**The exercise**
Rewrite the items below with "valid" substituted for every occurrence of "conforming", leaving everything else unchanged.

**Position identification items**
(begin)

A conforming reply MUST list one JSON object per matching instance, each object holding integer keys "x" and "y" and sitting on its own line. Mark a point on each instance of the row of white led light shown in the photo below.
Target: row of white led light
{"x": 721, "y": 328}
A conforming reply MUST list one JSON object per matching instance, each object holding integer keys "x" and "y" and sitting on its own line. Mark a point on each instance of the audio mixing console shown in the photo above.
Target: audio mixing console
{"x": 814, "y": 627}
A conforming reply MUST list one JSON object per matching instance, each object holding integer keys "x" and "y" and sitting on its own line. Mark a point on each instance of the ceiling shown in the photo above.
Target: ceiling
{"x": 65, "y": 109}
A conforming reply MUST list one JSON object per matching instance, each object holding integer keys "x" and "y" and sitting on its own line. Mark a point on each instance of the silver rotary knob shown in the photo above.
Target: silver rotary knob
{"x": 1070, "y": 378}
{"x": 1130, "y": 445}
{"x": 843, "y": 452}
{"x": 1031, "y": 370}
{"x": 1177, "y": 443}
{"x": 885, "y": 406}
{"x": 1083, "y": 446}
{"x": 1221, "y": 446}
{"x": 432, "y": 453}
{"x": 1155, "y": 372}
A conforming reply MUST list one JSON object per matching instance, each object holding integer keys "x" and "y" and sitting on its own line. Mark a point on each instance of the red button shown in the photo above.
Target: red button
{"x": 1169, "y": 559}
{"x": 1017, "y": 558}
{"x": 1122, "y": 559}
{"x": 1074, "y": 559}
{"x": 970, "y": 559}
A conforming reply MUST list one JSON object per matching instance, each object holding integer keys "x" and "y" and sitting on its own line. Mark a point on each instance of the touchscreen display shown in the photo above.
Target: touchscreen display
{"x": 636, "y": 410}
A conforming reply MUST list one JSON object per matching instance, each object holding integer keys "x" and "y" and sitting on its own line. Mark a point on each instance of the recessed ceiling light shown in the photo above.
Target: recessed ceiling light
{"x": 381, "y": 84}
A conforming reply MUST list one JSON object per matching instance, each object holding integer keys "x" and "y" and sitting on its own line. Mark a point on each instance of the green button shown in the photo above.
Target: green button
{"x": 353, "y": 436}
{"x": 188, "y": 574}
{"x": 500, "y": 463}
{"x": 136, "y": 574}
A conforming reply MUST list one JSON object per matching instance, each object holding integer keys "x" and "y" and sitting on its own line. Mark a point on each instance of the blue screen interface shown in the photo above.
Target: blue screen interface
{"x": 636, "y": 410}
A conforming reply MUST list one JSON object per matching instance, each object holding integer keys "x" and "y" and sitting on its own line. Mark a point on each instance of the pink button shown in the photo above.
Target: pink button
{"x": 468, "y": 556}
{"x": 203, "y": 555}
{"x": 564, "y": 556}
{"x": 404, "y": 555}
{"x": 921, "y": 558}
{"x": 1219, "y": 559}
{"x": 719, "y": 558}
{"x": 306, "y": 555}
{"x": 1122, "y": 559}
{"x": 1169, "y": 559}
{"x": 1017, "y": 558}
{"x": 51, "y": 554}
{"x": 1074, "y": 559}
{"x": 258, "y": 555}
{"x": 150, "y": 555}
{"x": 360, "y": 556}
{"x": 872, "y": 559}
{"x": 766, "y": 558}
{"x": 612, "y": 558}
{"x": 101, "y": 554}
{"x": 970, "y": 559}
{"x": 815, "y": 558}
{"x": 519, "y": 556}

(end)

**Written reply**
A valid reply MUST list one JSON object per matching instance, each object holding integer keys "x" and "y" and sitting on its own line. Mark a point on each instance of the row of white led light shown in the photo below.
Target: row of white led light
{"x": 721, "y": 328}
A valid reply MUST list one JSON object per matching instance, each object holding integer keys "x" and "y" and sitting on its own line. Mark a point on each instance of the audio mixing console shown in the photo above.
Target: audio mixing console
{"x": 814, "y": 627}
A valid reply MUST list one JSON object per matching instance, each object holding integer keys "x" and "y" and sitting on its own line. Mark a point on each instance of the ceiling shown in the photo above.
Target: ceiling
{"x": 65, "y": 109}
A valid reply MUST list one JSON object per matching instance, each object holding integer keys "x" and "y" and sitting on its own line. Mark a point on each instance of the silver rotary knob shown in the photo above.
Target: silver rotary knob
{"x": 1070, "y": 378}
{"x": 1130, "y": 445}
{"x": 843, "y": 452}
{"x": 1031, "y": 370}
{"x": 1177, "y": 443}
{"x": 885, "y": 406}
{"x": 1083, "y": 446}
{"x": 1221, "y": 446}
{"x": 432, "y": 453}
{"x": 1155, "y": 372}
A valid reply MUST list one JSON object per matching instance, each object holding integer keys "x" and "y" and sitting on its own line. Mark a point on each instance of the red button shown in the photo above.
Target: red button
{"x": 1169, "y": 559}
{"x": 1017, "y": 558}
{"x": 1122, "y": 559}
{"x": 1074, "y": 559}
{"x": 970, "y": 559}
A valid reply MUST list one JSON object per matching instance, each object holding integer keys "x" and "y" and sitting on its own line. Mark a point on each instance of the touchscreen display shown in the photo above.
Target: touchscreen display
{"x": 636, "y": 410}
A valid reply MUST list one JSON object per matching instance, each object holding integer keys "x" and "y" and sitting on its own line. Mark a point on each instance of the recessed ceiling light shown in the photo above.
Target: recessed ceiling light
{"x": 381, "y": 84}
A valid reply MUST list one JSON object per matching instance, each object holding integer keys "x" and "y" and sitting on its own line. Mark a point on each instance of the green button shown in the photo above.
Target: green button
{"x": 353, "y": 436}
{"x": 188, "y": 574}
{"x": 500, "y": 463}
{"x": 136, "y": 574}
A valid reply MUST list one JSON object per matching instance, each object holding integer keys "x" and "y" and sitting on its own line. Mark a point on each instance of the blue screen interface shown in the photo above.
Target: blue screen interface
{"x": 636, "y": 410}
A valid reply MUST list one JSON object per matching instance, each object holding integer keys "x" and "y" and sitting on its own line. Mark a point on each instance of the pink button shown in the photo above.
Target: pink button
{"x": 468, "y": 556}
{"x": 203, "y": 555}
{"x": 564, "y": 556}
{"x": 404, "y": 555}
{"x": 921, "y": 558}
{"x": 1219, "y": 559}
{"x": 719, "y": 558}
{"x": 306, "y": 555}
{"x": 1122, "y": 559}
{"x": 1169, "y": 559}
{"x": 1017, "y": 558}
{"x": 51, "y": 554}
{"x": 1074, "y": 559}
{"x": 258, "y": 555}
{"x": 150, "y": 555}
{"x": 360, "y": 556}
{"x": 872, "y": 559}
{"x": 766, "y": 558}
{"x": 612, "y": 558}
{"x": 101, "y": 554}
{"x": 970, "y": 559}
{"x": 815, "y": 558}
{"x": 519, "y": 556}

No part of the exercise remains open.